■ **EXTRACT TO READ**
McNeil played college football at Baylor University in Waco, Texas, from 1980 to 1983. He earned All-American honors as a wide receiver. One of his teammates was future Houston Oilers quarterback Cody Carlson. McNeil's brother, Pat, also played football at Baylor.

In his four seasons at Baylor, McNeil caught 163 passes for 2,651 yards, returned 101 punts for 886 yards, returned 31 kickoffs for 573 yards, and scored 17 touchdowns. He set school records for receptions and receiving yards which still stand among the top ten all-time to the present day.

==Professional football career==
===USFL===

Our last signing was Gerald McNeil. He had been born in West Germany and became a high school track star in Texas and a college football legend at Baylor. He came with only one drawback: He was 5-foot-7 and weighed 139 pounds. Soaking wet. But he ran a 4.19 in the 40. We signed him immediately.
— —Gamblers owner Jerry Argovitz

McNeil was selected by the San Antonio Gunslingers in the 1984 USFL Territorial Draft. He was later traded to the Houston Gamblers. In his two seasons with the Gamblers, he caught 91 passes for 1,518 yards, returned 69 punts for 830 yards, returned two kickoffs for 62 yards, and scored ten touchdowns. He was the USFL's leading punt returner in 1985.

[Entries from a pointing dataset]
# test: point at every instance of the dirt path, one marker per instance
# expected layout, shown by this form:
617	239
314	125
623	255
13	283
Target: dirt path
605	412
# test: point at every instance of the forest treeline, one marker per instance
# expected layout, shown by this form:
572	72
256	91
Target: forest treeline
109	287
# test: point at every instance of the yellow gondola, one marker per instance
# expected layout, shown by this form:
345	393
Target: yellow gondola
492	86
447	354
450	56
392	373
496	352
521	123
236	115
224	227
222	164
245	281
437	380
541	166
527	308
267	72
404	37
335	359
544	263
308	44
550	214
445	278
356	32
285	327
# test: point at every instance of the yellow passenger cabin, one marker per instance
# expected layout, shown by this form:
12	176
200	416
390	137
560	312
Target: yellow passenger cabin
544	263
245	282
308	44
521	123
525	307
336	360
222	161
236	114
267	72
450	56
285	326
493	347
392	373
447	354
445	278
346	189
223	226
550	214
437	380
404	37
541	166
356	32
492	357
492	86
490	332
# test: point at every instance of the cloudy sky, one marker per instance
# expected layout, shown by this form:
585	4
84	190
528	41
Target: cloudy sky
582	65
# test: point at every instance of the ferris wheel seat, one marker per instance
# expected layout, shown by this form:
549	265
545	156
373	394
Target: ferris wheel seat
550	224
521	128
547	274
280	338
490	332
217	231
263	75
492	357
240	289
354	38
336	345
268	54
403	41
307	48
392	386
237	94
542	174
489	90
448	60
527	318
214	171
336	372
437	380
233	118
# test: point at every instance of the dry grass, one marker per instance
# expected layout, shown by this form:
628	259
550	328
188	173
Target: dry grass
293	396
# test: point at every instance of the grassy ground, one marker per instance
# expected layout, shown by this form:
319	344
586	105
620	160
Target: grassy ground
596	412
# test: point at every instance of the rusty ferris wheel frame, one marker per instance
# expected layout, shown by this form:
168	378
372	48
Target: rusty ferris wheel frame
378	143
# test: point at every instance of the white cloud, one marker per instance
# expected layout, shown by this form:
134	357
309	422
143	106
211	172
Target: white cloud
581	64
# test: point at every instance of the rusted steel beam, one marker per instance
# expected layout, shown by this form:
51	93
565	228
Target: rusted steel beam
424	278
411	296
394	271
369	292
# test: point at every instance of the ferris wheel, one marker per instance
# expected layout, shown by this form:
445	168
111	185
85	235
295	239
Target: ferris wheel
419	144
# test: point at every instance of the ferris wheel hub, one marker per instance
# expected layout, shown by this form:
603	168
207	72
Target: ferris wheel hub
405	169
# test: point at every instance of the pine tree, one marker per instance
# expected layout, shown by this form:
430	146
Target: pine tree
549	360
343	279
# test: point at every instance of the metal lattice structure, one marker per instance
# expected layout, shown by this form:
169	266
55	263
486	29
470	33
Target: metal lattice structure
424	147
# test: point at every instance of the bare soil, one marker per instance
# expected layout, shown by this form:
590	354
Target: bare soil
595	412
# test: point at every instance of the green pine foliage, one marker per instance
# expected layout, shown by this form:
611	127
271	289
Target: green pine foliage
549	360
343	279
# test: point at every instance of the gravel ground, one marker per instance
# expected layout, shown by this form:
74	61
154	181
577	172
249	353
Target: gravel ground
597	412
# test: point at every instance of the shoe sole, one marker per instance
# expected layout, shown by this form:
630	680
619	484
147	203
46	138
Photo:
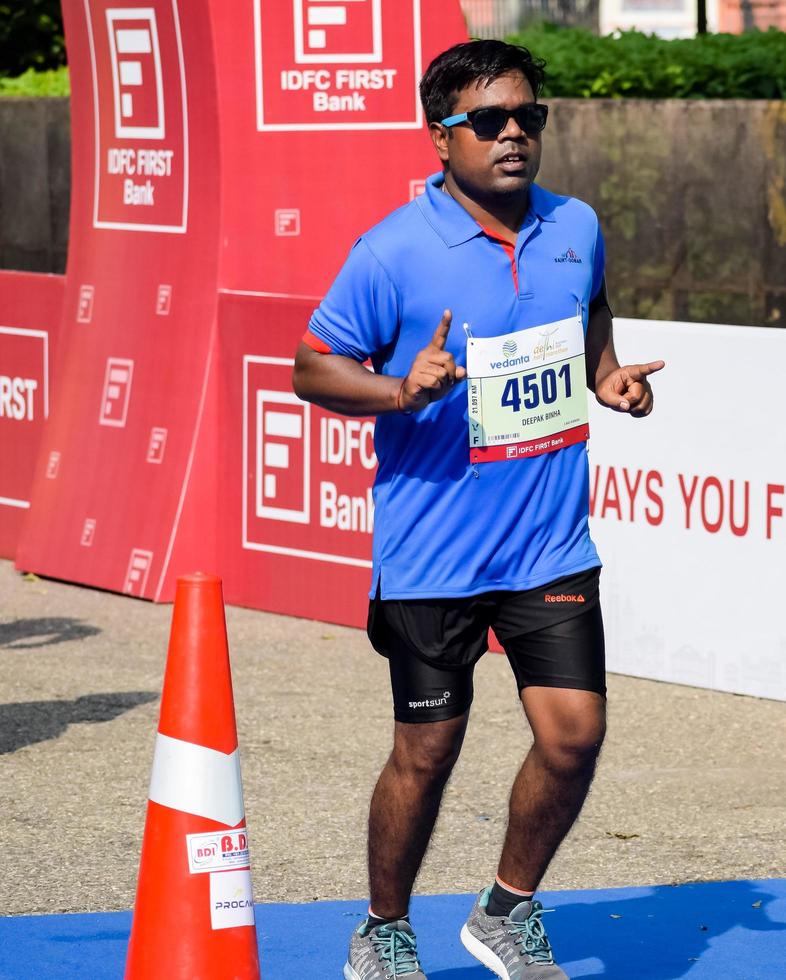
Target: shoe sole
482	953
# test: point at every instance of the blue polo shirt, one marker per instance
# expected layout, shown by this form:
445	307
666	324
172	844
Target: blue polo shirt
443	527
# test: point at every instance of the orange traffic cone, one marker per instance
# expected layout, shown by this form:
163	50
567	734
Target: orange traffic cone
194	912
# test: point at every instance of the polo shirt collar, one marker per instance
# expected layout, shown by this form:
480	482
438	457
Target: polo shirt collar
454	225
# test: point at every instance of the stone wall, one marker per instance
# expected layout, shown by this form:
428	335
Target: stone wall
691	195
692	199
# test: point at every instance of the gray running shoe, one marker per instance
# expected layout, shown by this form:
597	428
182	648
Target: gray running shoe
383	952
514	946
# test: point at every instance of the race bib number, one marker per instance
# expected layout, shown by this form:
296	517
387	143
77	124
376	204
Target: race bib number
527	392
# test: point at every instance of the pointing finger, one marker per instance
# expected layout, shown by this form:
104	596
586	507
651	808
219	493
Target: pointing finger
441	333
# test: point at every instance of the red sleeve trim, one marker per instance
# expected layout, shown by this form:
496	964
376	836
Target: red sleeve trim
312	341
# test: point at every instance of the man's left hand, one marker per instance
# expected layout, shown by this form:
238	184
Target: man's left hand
626	389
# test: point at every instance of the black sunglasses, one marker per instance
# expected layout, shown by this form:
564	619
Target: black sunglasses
489	121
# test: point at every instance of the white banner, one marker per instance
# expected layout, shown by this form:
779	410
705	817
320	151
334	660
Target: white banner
689	510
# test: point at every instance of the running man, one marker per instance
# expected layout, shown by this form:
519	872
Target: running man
482	307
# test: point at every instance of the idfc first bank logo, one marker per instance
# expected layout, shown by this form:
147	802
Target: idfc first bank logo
141	179
337	64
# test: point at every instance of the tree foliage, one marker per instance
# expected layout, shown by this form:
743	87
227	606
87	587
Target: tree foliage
31	36
634	65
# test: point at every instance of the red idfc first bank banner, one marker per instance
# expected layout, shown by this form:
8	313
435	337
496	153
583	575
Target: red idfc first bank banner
225	157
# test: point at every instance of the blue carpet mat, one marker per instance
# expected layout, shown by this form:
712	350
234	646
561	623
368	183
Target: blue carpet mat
710	931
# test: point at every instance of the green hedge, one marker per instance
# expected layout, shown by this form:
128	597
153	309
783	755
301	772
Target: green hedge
37	83
633	65
31	36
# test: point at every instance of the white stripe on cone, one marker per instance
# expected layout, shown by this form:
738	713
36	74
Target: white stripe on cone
197	780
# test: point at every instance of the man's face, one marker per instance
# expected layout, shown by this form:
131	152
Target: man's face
493	168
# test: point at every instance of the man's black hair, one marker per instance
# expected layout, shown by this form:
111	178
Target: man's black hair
474	61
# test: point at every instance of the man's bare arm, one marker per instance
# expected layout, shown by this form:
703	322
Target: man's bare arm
626	388
341	384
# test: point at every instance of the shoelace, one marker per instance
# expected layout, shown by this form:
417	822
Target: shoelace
397	948
532	936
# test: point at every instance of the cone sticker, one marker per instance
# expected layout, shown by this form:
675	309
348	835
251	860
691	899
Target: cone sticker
194	911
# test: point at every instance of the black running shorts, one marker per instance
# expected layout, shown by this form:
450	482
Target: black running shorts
552	635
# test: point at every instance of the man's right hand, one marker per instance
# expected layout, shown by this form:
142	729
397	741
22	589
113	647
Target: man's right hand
433	372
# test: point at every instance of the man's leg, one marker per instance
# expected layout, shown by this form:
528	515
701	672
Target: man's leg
553	782
404	808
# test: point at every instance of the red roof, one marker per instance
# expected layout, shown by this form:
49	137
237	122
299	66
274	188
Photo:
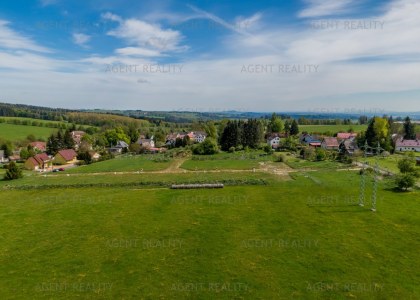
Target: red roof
407	143
346	135
33	161
42	146
331	142
41	158
68	154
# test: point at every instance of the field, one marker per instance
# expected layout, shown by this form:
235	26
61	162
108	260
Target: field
331	128
13	132
224	161
126	164
263	236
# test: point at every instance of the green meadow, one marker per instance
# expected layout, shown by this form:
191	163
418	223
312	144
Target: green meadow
13	132
126	164
301	236
331	128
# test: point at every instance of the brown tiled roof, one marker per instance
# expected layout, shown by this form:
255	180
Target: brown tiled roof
68	154
331	142
39	145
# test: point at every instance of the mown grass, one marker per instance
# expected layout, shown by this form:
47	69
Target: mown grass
13	132
304	239
331	128
230	161
126	164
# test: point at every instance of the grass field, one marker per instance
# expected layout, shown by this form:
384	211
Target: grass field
331	128
235	161
291	239
125	164
13	132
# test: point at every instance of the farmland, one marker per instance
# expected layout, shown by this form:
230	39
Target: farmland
13	132
279	240
331	128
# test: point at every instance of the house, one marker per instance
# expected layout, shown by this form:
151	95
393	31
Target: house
77	137
146	143
67	156
199	136
407	145
348	146
39	146
94	155
307	139
15	157
2	157
38	162
346	135
329	143
273	140
119	148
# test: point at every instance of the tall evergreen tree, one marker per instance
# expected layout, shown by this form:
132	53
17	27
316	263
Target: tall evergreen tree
294	128
409	129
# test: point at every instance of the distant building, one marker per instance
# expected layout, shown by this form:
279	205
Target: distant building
348	146
2	157
407	145
146	143
40	146
346	135
330	143
273	140
77	138
119	148
67	156
38	162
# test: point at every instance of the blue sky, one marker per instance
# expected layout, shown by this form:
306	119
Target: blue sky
302	55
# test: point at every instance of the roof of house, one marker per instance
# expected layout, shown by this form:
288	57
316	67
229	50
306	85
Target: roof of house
39	145
331	142
33	161
346	135
121	144
407	143
68	154
41	158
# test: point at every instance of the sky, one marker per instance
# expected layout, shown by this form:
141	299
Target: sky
208	55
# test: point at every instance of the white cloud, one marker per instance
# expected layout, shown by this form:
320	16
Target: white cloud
149	39
11	39
320	8
81	39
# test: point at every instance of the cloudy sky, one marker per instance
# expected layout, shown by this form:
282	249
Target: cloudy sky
302	55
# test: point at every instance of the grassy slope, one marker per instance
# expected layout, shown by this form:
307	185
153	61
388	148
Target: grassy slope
124	164
56	244
19	132
331	128
233	161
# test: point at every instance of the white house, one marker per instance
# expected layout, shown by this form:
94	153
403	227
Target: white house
273	141
407	145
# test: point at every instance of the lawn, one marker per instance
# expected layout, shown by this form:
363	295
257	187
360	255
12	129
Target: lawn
331	128
13	132
291	239
226	161
126	164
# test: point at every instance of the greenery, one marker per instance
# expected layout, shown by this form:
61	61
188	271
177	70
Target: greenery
12	172
154	242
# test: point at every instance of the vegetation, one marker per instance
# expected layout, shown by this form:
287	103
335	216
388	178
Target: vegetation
12	172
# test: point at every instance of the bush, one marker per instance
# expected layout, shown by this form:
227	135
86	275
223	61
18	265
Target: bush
320	154
208	147
280	158
12	172
405	181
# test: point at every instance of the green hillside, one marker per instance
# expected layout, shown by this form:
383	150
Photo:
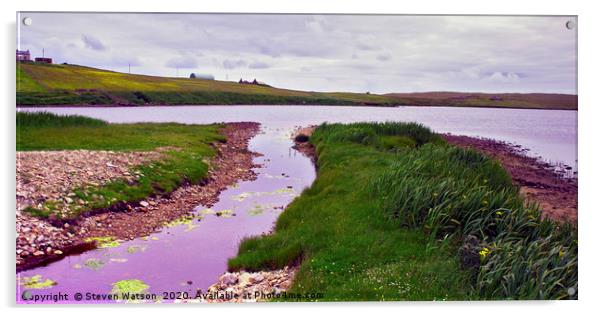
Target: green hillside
43	84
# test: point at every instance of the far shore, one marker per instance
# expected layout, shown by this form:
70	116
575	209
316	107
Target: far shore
294	105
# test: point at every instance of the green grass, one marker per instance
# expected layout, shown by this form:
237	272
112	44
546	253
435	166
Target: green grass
189	146
387	217
43	84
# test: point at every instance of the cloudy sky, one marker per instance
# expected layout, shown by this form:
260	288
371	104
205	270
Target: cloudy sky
379	54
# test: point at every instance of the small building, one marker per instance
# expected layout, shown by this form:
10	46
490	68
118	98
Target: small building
255	82
23	55
45	60
202	76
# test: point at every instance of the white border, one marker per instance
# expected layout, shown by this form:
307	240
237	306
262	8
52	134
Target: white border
589	150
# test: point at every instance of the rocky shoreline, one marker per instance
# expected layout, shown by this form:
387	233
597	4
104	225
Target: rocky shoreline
39	242
539	181
245	286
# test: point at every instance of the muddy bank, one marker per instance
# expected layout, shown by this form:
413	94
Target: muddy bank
538	180
39	242
251	287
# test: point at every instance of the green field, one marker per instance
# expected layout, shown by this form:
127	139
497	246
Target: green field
398	214
44	85
189	146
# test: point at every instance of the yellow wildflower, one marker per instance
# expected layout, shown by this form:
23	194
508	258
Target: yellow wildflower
484	252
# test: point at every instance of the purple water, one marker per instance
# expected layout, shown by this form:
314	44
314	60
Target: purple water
190	256
551	134
185	258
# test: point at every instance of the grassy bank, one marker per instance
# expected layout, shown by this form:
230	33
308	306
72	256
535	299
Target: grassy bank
45	85
185	148
397	214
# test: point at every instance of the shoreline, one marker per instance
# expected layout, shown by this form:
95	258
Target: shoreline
233	162
337	105
538	181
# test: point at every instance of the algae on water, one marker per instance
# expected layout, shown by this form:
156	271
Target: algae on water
36	282
104	242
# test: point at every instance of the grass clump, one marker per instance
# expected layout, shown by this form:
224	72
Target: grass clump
398	214
183	161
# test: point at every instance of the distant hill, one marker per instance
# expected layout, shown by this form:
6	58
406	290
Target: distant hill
504	100
44	85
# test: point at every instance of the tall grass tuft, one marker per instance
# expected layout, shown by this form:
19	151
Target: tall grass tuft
454	192
46	119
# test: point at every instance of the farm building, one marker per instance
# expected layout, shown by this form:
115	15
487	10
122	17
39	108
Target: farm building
201	76
255	82
23	55
43	60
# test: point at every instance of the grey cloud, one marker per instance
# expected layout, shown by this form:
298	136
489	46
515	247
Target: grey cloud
93	43
384	57
423	53
181	62
259	65
231	64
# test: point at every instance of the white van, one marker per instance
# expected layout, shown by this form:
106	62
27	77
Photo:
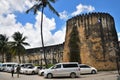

■ **OBJECTIVE A**
Answer these from the text on Gerald McNeil:
(i) Which of McNeil's Baylor teammates later became a Houston Oilers quarterback?
(ii) What time in the 40 does the Gamblers owner say McNeil ran?
(iii) In which year did McNeil lead the USFL in punt returns?
■ **OBJECTIVE B**
Write the next part of the text on Gerald McNeil, picking up after its final sentence.

■ **OUTPUT A**
(i) Cody Carlson
(ii) 4.19
(iii) 1985

■ **OUTPUT B**
===NFL===
McNeil was selected by the Cleveland Browns in the second round of the 1984 NFL Supplemental Draft of USFL and CFL players. He made his NFL debut in 1986 and played four seasons with the Browns, then played his fifth and final season with the Houston Oilers. In 1987 he made the pro bowl as a kick returner, returning 34 punts for 387 yards and a career best 11.4 yards per return average.

In his five NFL seasons, McNeil caught 29 passes for 380 yards, returned 191 punts for 1,717 yards, returned 91 kickoffs for 1,852 yards, and scored four touchdowns.

In 1986, McNeil was the only player in the NFL and the first since 1978 to return both a punt and a kickoff for a touchdown in the same season.

Although McNeil's listed weight was 145 lb, McNeil stated in a March 2013 interview that "I usually came in around 140 pounds, but a lot of times I would lose 10, 12 pounds during the season very easily, so I played most of the time between 125 and 130."